Home-made granola is a frequent visitor in our kitchen. I make it once or twice a month to add variety to my weekday breakfast rotation of bircher muesli and steel cut oatmeal. I serve myself a generous helping and mix in full-fat plain yogurt, some berries, and I'm good to go. This is perfect as is, and I will continue to have granola this way. But for our friend I made a granola parfait. For little additional effort creating a parfait made it feel so much more special, and I have to admit it was really fun to eat. Just layer yogurt, mashed berries with a little honey (or good quality jam), granola, and repeat.




Granola is a blank canvas. You should make sure you have enough liquid (oil and liquid sweeteners) for the amount of dry ingredients, but other than that, the mix and proportion of nuts, seeds, grains, and dried fruit can be tweaked to your liking. So if there are certain ingredients in this recipe that would otherwise deter you from making this, please don't let it. This just happens to be my favorite mix.

Puffed Quinoa Granola
Serves 6-8

2 cups (195 g) rolled oats
2 cups (68 g) puffed quinoa
1 cup (75 g) unsweetened coconut flakes (optional)
1 cup (120 g) slivered almonds
1/4 cup (34 g) sunflower seeds
1 Tbsp ground cinnamon
1/4 tsp. cardamom
Big pinch salt
4 Tbsp. coconut oil (or a neutral flavored oil)
3 Tbsp honey
2 Tbsp pure maple syrup
3 Tbsp. unsweetened applesauce
2 tsp. pure almond extract
2/3 cup (80 gr) dried cranberries (or other dried fruit of your choice)

Preheat oven to 350°F (176°C).

Mix all dry ingredients in a large bowl. In a small saucepan over medium-low heat warm oil and the next 3 ingredients (through applesauce). Whisk together to incorporate, remove from heat, and mix in almond extract. Pour liquid over oat mixture and stir well to combine.

Spread mixture evenly on a large cookie sheet lined with a silpat, foil, or parchment paper. Bake in the middle of the oven for 15 minutes, until starting to brown. Remove from oven, flip granola over with a spatula and cook for 1-2 more 10 minute intervals, depending on how toasted you like your granola. After each 10 minutes, remove from oven and stir around so all sides are browned. 

Once cooked, remove from oven and let cool before stirring around so some clumps will form. Stir in dried fruit and transfer to an airtight container to store. This granola will last for a good week.

.....

▶ REQUIREMENT 1
For the granola recipe, mark each statement (a) The writer makes granola once or twice a month, (b) The granola bakes on the top rack of the oven, (c) The dried fruit goes in before baking as yes or no, and back each answer with the deciding words quoted from the text.
▶ REQUIREMENT 2
Write out the granola recipe again from "Spread mixture evenly" up to and including "a good week.", changing "spatula" to "wooden spoon".

▶ MATERIAL PROVIDED
.....

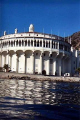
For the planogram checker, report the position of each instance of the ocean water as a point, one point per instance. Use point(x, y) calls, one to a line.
point(39, 100)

.....

▶ CORRECT ANSWER 1
(a) Yes: "I make it once or twice a month"
(b) No: "Bake in the middle of the oven for 15 minutes"
(c) No: "Once cooked, remove from oven and let cool before stirring around so some clumps will form. Stir in dried fruit and transfer to an airtight container to store."

▶ CORRECT ANSWER 2
Spread mixture evenly on a large cookie sheet lined with a silpat, foil, or parchment paper. Bake in the middle of the oven for 15 minutes, until starting to brown. Remove from oven, flip granola over with a wooden spoon and cook for 1-2 more 10 minute intervals, depending on how toasted you like your granola. After each 10 minutes, remove from oven and stir around so all sides are browned. 

Once cooked, remove from oven and let cool before stirring around so some clumps will form. Stir in dried fruit and transfer to an airtight container to store. This granola will last for a good week.